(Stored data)
⟨
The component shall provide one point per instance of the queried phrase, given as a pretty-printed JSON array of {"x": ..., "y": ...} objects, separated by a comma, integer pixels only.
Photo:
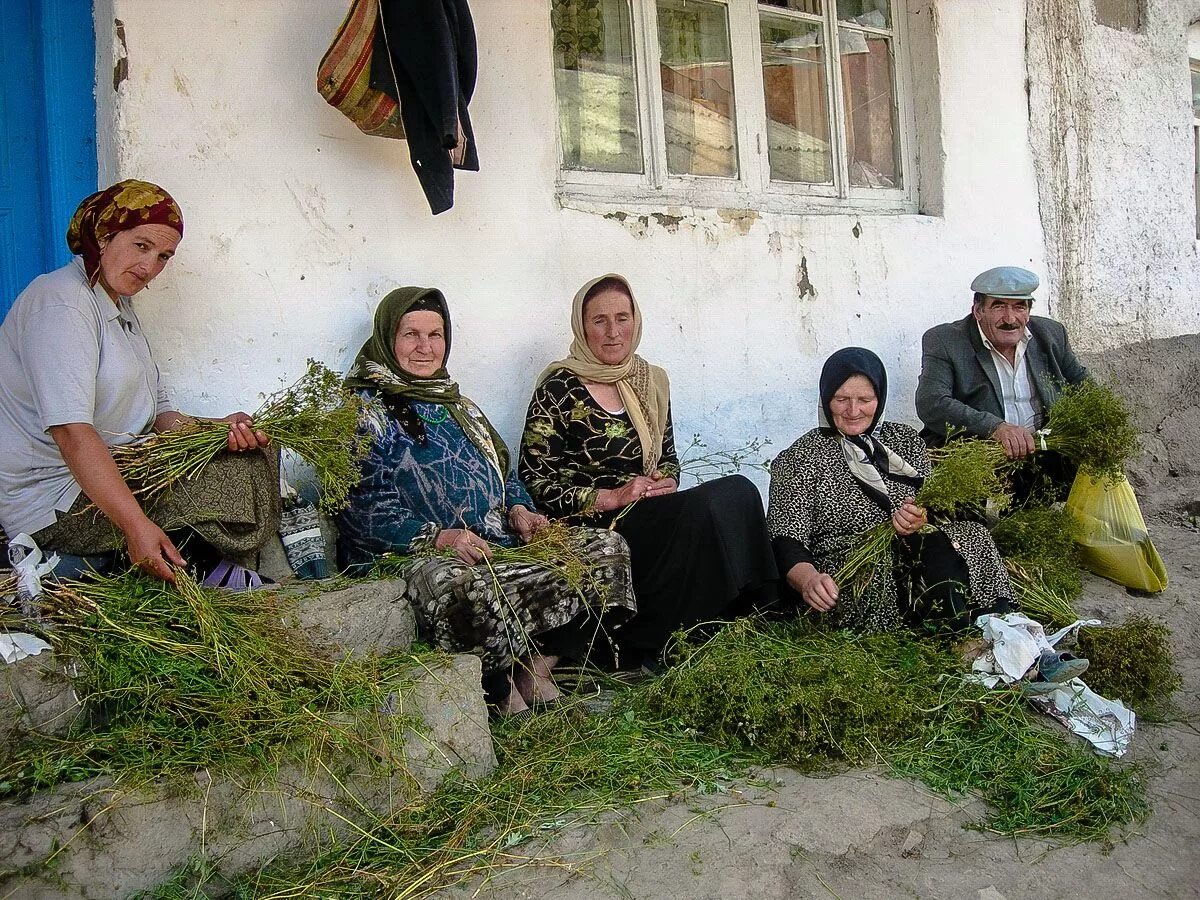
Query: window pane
[
  {"x": 867, "y": 82},
  {"x": 810, "y": 6},
  {"x": 1195, "y": 89},
  {"x": 595, "y": 85},
  {"x": 873, "y": 13},
  {"x": 793, "y": 81},
  {"x": 697, "y": 88}
]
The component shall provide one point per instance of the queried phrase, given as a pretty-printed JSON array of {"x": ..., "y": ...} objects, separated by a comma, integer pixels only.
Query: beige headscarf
[{"x": 643, "y": 389}]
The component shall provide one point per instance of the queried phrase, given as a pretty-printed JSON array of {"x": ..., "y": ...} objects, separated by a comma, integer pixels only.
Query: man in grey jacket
[{"x": 996, "y": 372}]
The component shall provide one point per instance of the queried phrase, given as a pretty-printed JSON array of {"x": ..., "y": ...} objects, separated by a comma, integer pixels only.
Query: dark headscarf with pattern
[
  {"x": 377, "y": 369},
  {"x": 867, "y": 457},
  {"x": 125, "y": 205}
]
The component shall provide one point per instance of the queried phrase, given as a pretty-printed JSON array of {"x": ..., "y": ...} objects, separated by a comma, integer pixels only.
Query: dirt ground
[{"x": 862, "y": 834}]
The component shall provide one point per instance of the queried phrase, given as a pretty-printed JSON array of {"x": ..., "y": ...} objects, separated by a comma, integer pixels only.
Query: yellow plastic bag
[{"x": 1114, "y": 540}]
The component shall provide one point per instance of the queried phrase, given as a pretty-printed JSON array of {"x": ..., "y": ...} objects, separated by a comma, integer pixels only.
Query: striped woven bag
[{"x": 343, "y": 76}]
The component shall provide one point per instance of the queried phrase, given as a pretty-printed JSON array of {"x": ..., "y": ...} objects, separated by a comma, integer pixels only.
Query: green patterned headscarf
[
  {"x": 377, "y": 369},
  {"x": 126, "y": 204}
]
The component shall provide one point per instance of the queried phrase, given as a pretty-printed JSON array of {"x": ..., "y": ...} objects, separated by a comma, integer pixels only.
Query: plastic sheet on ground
[
  {"x": 1015, "y": 642},
  {"x": 28, "y": 565},
  {"x": 19, "y": 645}
]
⟩
> [STATED PROBLEM]: The entries above are to be returned exactly, without their pictures.

> [EXERCISE OUTPUT]:
The component shall provide one point per instance of the queried phrase, given as a pretty-printed JSON array of {"x": ..., "y": ...} objects, separated by a comma, integer pixels only.
Photo:
Query: window pane
[
  {"x": 867, "y": 82},
  {"x": 810, "y": 6},
  {"x": 1195, "y": 89},
  {"x": 595, "y": 85},
  {"x": 873, "y": 13},
  {"x": 793, "y": 81},
  {"x": 697, "y": 88}
]
The component shall provide one point per instance of the queried phrase, given as a pretty-printed JSON array of {"x": ..., "y": ...} objects, separated by a comma, integer pixels only.
Query: beige headscarf
[{"x": 643, "y": 389}]
The component shall provide one point per instance of the queried phrase, given as a pretty-printed JSON array of {"x": ..., "y": ...} objects, separated by a comma, integer pixels only.
Query: man in grey jacket
[{"x": 996, "y": 372}]
The component shall provide one point per instance of the queried phrase, given as a pretty-printed JSON array of {"x": ..., "y": ...} objects, separated by a comma, integer pixels only.
Query: dark headscarf with pattern
[
  {"x": 377, "y": 369},
  {"x": 867, "y": 457},
  {"x": 125, "y": 205}
]
The component shall provide one point per instance of the queried phrase, given as a pretty-printed JSON array of {"x": ..., "y": ...} objects, separated by a comma, integer pixels only.
Query: dirt ground
[{"x": 862, "y": 834}]
The component shall provide one point per instance of the queried phrase, given as a pretty-printed JSON array of {"x": ..., "y": ...} objects, separated by a comma, integer pixels only.
Query: yellow plastic bag
[{"x": 1114, "y": 540}]
The component shall provide one point per instance of the queried phrase, given as a pretty-printed JSON array of {"x": ..., "y": ...} objects, separated by a comma, integer pixels only.
Query: striped woven bag
[{"x": 343, "y": 76}]
The component shall provide one point per instance of the queried phrase, given as a pretty-printed JSON array of {"x": ..., "y": ...} objects, separated by a comma, integer pixels only.
Query: green patterned headscarf
[
  {"x": 377, "y": 369},
  {"x": 126, "y": 204}
]
The component shall provide one point per instance of the queried phrase, given as a pretty-printed JSON array of {"x": ..., "y": ...} objects, separated by a comma, integer pixels only.
Query: plastic sheet on ground
[
  {"x": 1015, "y": 642},
  {"x": 28, "y": 565},
  {"x": 19, "y": 645}
]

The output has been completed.